- _Document excerpt_
________________________

2. Methods and Processes

To calculate the influence of the deposition gap on the growth regime in our system, a Comsol Multiphysics^® simulation, which couples CFD with concentrated species diffusion and with surface chemical reactions, was used. For this, an equivalent geometry that includes the gap and the outlets and exhausts of the deposition head was used to compute the gas flow to then couple it with the reactant concentration distribution in the flow, and ultimately, with the surface chemical reaction that happens on the substrate surface. A schematic representation of this equivalent geometry is shown in Figure 1b. Reference [15] presents a numerical study of a flow in a close-proximity system and concludes that, in the deposition gaps usually used in close-proximity SALD (typically 50–200 µm), the Péclet number is low. This means that the transport of reactants is dominated by diffusion rather than by convection. We thus expect that the diffusion will play a key role in the behavior of our close-proximity system as well.

As said previously, this work simulates the gas flow that occurs with the gas outlets and the exhausts, as well as their influence on the distribution of reactant concentration on the substrate surface as a function of certain parameters of the system. This allows us to elucidate how such parameters influence on the existence of a CVD regime (i.e., precursor intermixing taking place). The simulation involved the study of the efficiency of the system to prevent regions where CVD could occur by calculating the conditions on which both reactants can be in contact prior to being adsorbed onto the substrate. The simulation has not considered a head/substrate relative movement during the deposition since the scope is only the efficiency of gas separation as a function of the different parameters studied.

________________________

- _Extracted records_
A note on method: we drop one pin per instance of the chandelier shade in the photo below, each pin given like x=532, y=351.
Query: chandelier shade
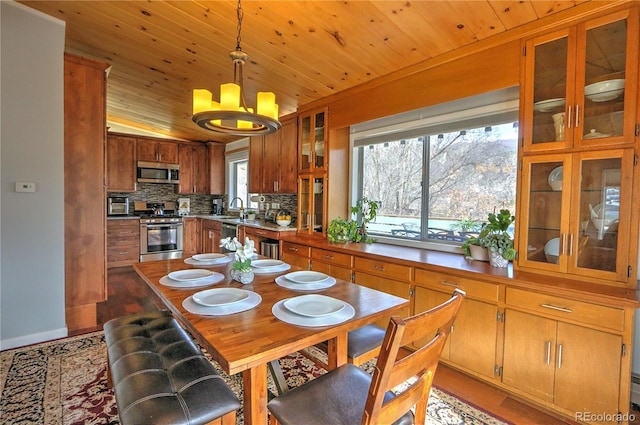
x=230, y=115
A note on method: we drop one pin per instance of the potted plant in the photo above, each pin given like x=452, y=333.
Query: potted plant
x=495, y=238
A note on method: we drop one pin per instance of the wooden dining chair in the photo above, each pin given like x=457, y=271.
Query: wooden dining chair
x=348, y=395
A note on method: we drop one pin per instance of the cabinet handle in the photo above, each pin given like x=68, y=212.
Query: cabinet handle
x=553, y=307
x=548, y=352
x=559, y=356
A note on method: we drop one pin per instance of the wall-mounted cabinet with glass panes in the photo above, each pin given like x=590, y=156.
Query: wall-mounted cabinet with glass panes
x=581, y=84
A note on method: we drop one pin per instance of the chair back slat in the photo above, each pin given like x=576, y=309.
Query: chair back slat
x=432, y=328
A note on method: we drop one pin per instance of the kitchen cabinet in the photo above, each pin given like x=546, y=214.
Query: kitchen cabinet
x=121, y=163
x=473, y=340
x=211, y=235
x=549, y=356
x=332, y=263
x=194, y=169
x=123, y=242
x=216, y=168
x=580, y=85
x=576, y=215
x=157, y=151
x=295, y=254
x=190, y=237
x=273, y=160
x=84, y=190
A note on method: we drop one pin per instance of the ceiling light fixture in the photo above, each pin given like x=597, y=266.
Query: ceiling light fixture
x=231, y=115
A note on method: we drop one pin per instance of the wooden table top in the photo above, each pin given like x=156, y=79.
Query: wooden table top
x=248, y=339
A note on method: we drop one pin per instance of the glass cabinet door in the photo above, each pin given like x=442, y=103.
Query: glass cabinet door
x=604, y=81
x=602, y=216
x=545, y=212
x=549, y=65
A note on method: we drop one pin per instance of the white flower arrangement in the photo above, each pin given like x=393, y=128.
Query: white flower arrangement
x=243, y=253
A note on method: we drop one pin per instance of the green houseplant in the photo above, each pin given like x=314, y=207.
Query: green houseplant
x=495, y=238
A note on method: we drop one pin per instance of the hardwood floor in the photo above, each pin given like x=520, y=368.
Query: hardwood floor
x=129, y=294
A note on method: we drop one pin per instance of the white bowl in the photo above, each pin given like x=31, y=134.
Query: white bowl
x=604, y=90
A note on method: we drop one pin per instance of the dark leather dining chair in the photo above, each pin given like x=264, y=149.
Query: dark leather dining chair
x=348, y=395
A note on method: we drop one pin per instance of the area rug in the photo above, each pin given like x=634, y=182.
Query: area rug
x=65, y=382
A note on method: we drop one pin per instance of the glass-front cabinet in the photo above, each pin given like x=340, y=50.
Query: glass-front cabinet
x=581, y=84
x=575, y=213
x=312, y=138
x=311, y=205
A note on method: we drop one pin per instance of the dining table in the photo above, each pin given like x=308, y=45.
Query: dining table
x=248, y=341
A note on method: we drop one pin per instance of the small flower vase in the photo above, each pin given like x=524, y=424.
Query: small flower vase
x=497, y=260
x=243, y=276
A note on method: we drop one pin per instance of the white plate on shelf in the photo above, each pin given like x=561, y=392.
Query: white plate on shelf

________________________

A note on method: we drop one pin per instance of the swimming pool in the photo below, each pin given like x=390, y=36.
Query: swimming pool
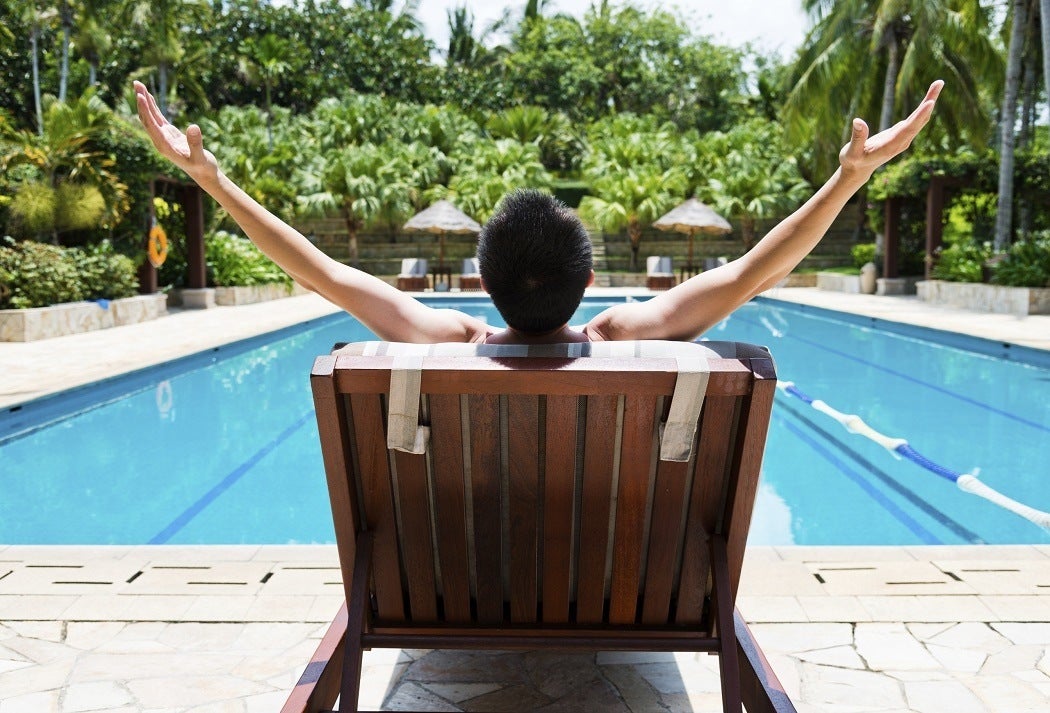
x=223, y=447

________________________

- _Work to complete_
Render this sentence from the simulation methods excerpt above in Spanish: "This means that the transport of reactants is dominated by diffusion rather than by convection."

- _Reply to the task_
Esto significa que el transporte de los reactivos está dominado por la difusión más que por la convección.